# Task goal:
Which lines in the records below contain the word "path"? Copy each of them in full.

# Provided information:

● ● ● ●

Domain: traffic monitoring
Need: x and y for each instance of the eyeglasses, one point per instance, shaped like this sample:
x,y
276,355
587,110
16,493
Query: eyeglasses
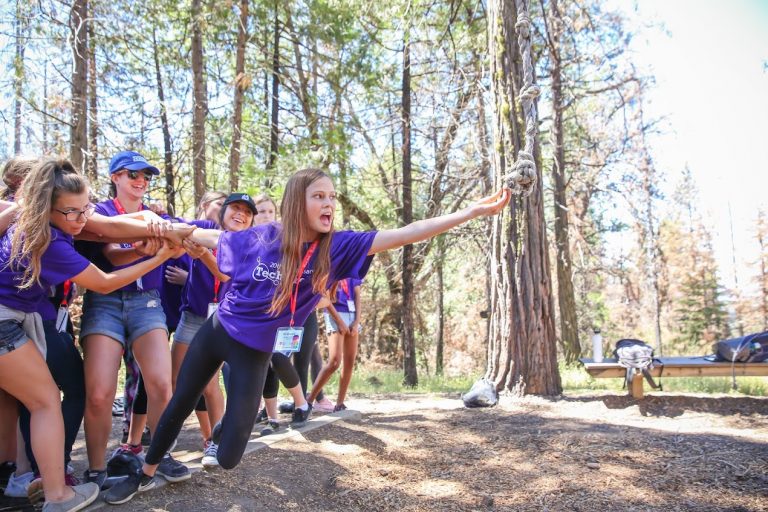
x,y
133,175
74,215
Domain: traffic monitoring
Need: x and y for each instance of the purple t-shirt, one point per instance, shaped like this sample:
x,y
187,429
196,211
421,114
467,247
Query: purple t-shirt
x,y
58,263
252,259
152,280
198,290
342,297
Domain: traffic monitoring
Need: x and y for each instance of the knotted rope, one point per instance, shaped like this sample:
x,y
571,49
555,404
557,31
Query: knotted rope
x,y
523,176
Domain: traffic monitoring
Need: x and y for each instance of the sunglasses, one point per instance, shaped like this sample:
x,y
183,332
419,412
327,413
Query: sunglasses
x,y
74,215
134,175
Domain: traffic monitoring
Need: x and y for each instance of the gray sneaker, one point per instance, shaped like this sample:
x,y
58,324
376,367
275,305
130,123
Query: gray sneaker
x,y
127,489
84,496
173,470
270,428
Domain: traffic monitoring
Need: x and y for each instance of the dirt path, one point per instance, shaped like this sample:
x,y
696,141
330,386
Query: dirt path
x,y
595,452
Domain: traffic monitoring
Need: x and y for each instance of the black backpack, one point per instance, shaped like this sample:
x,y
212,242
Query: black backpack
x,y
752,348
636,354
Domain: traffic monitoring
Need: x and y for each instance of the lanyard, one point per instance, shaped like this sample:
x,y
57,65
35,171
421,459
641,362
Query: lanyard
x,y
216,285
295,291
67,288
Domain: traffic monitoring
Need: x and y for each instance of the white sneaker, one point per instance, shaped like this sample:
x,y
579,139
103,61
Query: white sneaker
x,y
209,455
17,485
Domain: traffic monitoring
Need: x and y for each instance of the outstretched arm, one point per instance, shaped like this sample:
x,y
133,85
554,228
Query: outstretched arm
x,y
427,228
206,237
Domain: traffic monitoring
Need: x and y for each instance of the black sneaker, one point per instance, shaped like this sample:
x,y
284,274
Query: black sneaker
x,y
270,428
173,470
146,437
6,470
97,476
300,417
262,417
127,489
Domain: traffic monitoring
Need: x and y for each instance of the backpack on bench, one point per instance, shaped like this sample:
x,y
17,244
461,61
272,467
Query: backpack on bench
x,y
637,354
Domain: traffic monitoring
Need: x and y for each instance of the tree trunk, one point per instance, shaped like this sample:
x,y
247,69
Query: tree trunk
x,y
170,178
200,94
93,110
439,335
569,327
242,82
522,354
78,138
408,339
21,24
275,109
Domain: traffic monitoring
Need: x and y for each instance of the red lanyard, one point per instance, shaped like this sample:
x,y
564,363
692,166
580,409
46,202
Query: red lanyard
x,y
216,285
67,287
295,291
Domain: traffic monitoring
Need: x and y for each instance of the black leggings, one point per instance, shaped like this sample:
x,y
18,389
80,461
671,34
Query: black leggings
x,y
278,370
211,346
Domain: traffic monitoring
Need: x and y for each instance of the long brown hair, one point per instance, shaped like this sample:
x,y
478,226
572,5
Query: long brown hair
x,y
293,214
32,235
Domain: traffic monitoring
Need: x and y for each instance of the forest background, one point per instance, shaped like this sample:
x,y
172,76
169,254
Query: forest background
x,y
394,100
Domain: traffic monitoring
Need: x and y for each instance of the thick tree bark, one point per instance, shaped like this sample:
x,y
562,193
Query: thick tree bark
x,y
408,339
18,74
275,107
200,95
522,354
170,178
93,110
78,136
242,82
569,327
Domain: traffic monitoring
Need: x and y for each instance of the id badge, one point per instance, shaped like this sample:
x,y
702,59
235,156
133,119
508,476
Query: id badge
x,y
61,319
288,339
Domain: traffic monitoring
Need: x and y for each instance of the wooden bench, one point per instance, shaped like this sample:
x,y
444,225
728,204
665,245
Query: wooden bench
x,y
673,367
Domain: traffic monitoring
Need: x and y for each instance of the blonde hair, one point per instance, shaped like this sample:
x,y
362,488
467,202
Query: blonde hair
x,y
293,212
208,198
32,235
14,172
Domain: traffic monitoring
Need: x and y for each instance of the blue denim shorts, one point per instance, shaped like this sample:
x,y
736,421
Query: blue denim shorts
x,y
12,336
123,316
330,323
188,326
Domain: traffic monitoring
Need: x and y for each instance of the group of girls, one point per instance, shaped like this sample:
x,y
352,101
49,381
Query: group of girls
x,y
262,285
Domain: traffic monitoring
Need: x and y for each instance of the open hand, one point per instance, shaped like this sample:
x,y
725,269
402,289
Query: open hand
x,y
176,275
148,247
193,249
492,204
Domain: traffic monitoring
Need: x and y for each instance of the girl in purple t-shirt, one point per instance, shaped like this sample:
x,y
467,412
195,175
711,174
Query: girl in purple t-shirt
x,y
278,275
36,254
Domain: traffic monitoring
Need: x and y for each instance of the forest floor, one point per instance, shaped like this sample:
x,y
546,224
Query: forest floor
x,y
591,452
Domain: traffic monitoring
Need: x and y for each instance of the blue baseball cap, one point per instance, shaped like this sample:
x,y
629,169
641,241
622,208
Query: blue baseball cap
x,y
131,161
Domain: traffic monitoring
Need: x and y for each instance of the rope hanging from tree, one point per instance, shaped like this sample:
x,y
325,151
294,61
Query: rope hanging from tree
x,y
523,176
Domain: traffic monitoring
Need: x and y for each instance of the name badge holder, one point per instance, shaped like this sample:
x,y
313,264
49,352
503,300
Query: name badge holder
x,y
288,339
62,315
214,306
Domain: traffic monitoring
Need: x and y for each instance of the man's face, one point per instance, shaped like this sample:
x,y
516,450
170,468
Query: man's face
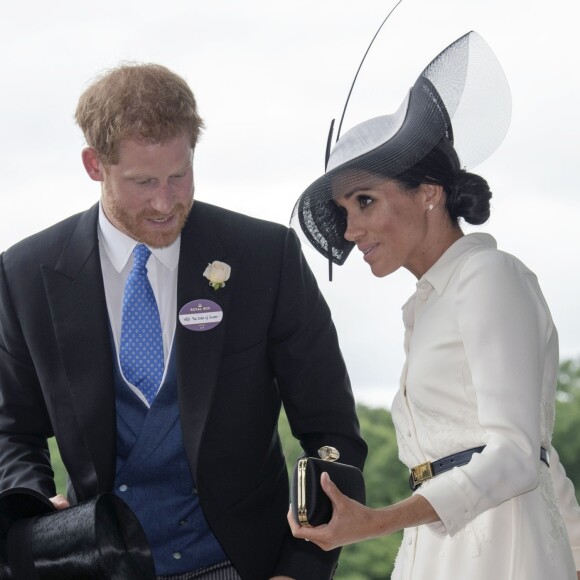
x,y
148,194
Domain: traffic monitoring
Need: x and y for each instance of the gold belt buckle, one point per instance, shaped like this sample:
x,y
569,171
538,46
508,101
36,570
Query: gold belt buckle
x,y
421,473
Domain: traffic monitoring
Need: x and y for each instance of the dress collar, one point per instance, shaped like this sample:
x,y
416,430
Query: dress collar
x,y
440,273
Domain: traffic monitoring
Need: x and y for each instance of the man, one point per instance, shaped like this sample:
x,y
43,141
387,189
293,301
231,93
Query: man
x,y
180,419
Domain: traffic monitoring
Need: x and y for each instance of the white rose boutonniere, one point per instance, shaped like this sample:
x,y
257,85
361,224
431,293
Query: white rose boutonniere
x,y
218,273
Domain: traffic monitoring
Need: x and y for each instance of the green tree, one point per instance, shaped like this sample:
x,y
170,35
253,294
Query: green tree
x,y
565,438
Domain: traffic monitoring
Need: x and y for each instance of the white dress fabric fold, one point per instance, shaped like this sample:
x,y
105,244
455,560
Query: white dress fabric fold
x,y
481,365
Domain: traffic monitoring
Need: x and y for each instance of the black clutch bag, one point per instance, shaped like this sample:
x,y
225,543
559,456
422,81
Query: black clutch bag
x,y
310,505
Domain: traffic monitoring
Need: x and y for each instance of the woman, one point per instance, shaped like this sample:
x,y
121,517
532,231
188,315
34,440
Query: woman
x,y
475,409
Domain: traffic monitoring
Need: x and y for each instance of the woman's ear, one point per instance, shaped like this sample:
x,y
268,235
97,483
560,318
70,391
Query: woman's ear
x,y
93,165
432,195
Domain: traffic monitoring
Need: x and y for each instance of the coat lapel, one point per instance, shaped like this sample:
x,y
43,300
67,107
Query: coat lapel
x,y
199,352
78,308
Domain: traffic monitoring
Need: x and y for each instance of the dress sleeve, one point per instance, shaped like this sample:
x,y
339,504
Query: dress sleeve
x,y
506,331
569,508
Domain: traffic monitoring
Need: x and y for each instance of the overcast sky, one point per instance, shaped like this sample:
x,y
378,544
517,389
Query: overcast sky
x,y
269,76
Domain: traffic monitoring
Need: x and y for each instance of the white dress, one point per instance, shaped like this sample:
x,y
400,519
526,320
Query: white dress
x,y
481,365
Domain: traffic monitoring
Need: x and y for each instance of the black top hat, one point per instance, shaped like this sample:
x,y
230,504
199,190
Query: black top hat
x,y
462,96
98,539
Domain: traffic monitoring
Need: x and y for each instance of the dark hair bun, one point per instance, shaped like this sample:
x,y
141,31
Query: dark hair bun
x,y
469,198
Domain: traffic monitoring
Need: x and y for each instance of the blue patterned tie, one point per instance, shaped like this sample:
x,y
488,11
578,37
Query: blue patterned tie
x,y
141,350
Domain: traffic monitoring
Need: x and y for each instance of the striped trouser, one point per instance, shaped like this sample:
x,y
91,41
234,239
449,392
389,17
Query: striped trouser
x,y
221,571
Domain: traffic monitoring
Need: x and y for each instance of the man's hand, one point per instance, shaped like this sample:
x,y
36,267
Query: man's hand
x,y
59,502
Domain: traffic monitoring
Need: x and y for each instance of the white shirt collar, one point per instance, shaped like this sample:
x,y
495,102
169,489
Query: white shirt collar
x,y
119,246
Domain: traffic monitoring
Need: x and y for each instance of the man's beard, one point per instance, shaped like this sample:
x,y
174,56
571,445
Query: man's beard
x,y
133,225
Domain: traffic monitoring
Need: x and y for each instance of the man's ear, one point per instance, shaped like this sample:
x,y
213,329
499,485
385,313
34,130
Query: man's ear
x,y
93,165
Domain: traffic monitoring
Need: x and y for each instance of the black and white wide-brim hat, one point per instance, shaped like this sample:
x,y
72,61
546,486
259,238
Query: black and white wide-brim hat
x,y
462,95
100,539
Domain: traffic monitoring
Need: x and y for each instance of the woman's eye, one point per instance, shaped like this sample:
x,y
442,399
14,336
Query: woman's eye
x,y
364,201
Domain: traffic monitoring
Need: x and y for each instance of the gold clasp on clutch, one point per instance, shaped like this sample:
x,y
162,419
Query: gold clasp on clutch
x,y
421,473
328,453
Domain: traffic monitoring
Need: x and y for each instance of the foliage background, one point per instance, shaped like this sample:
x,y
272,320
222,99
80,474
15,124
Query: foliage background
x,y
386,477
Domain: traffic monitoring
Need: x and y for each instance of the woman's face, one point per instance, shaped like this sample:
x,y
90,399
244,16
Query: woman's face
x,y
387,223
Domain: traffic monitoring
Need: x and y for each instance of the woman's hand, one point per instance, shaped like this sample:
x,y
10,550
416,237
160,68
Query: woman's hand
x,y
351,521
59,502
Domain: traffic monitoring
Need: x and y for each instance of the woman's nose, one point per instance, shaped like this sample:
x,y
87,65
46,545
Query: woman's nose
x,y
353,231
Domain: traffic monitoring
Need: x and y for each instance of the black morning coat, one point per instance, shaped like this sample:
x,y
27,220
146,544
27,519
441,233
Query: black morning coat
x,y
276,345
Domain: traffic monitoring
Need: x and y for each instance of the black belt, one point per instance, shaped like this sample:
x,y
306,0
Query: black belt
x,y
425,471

● ● ● ●

# Exercise solution:
Need: x and y for each instance of the dirt path, one point per instance, shaped like this sample:
Query: dirt path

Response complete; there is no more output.